**What you need to do**
Leave the pictures out and transcribe every record exactly.

-- Entries shown follows --

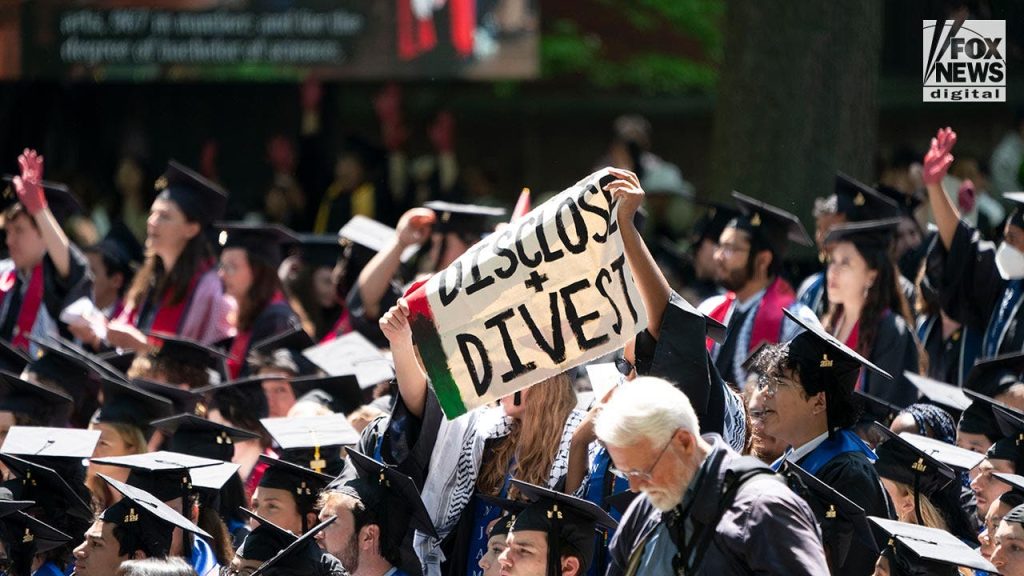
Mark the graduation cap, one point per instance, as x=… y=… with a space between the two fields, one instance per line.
x=302 y=554
x=304 y=484
x=565 y=519
x=923 y=550
x=265 y=540
x=12 y=359
x=860 y=202
x=773 y=227
x=199 y=437
x=907 y=203
x=946 y=396
x=396 y=500
x=991 y=375
x=147 y=518
x=877 y=409
x=164 y=475
x=352 y=354
x=261 y=242
x=60 y=200
x=952 y=456
x=200 y=199
x=464 y=218
x=340 y=394
x=23 y=397
x=840 y=519
x=128 y=404
x=826 y=364
x=312 y=442
x=869 y=234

-- Entries shown concluded --

**Result of this task**
Mark the graduation cap, one point per instance, as x=… y=… with a space between the two fields, one instance per line.
x=302 y=554
x=304 y=484
x=565 y=519
x=923 y=550
x=265 y=540
x=12 y=359
x=860 y=202
x=773 y=227
x=199 y=437
x=907 y=203
x=946 y=396
x=396 y=500
x=991 y=375
x=147 y=518
x=877 y=409
x=164 y=475
x=352 y=354
x=261 y=242
x=60 y=200
x=952 y=456
x=200 y=199
x=464 y=218
x=340 y=394
x=23 y=397
x=840 y=519
x=128 y=404
x=826 y=364
x=312 y=442
x=869 y=234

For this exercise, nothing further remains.